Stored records

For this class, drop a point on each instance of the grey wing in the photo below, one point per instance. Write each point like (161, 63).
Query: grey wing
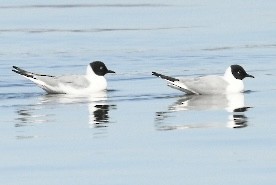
(202, 85)
(74, 81)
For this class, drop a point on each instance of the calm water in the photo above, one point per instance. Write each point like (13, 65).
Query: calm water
(140, 131)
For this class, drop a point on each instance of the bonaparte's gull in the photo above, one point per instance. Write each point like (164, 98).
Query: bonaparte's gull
(231, 82)
(92, 82)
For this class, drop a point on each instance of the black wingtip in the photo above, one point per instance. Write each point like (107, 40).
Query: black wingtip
(165, 77)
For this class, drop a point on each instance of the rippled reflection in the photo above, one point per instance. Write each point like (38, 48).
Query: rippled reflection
(47, 110)
(205, 111)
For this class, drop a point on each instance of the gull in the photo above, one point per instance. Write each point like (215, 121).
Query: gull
(93, 81)
(230, 82)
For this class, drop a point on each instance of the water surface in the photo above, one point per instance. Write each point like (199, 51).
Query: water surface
(140, 131)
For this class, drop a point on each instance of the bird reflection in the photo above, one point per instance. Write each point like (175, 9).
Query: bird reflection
(98, 109)
(203, 107)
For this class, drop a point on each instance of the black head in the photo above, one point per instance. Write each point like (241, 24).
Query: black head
(99, 68)
(239, 73)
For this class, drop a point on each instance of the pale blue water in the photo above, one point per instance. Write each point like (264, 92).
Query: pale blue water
(143, 132)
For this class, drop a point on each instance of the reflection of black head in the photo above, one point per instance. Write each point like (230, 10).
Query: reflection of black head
(239, 73)
(101, 114)
(240, 121)
(99, 68)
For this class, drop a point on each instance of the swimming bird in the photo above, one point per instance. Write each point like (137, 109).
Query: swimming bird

### Job
Update the lines above by replacing "photo" with "image" everywhere it occurs, leaving everything else unchanged. Leave the pictures out of your answer.

### Solution to the problem
For this class, drop a point on each instance of the grey wing in the image below, one point per instance. Write each point like (161, 63).
Query: grey wing
(202, 85)
(74, 81)
For this class, drop a point on each instance of the calm water in the image above, one point per instance. Write each point like (13, 65).
Query: calm water
(140, 131)
For this class, drop a point on each instance of the bonaparte's gull in the image above, one point per instance. Write each point like (164, 98).
Query: bonaparte's gull
(231, 82)
(92, 82)
For this class, drop a point on each instance of the black wingtip in the image above, one point per instance. Write each point like (107, 40).
Query: black wingtip
(165, 77)
For this class, drop a point on each instance of the rippled reflection in the image above, one point per instance. Write each point like (38, 48).
Query: rippled reflection
(47, 110)
(205, 111)
For this class, drop a point on each instance of the gull in the image above, one point per instance. Write each point like (215, 121).
Query: gull
(93, 81)
(230, 82)
For this class, drop a point on each instance of the water surface in the image above, one point per instance. Write each point like (199, 51).
Query: water surface
(140, 131)
For this class, drop a point on each instance of the bird reflection in the image above, one point per instance. Write each point like (175, 9).
Query: bird reflection
(98, 109)
(203, 107)
For this class, drop a point on each instance of the black head in the image above, one point per instance. Write each point like (241, 24).
Query: black head
(99, 68)
(239, 73)
For this class, drop a point on each instance of the pale blue water in the image above, one point per instance. Write each point like (264, 92).
Query: pale blue water
(143, 132)
For this class, drop a point on each instance of the reflection of black head in the image above, one point per instance. Write each point like (230, 10).
Query: reflection of black head
(239, 73)
(101, 114)
(240, 121)
(99, 68)
For this class, drop a point on each instance of the swimming bird in the image above, one point per instance. Write each point like (137, 109).
Query: swimming bird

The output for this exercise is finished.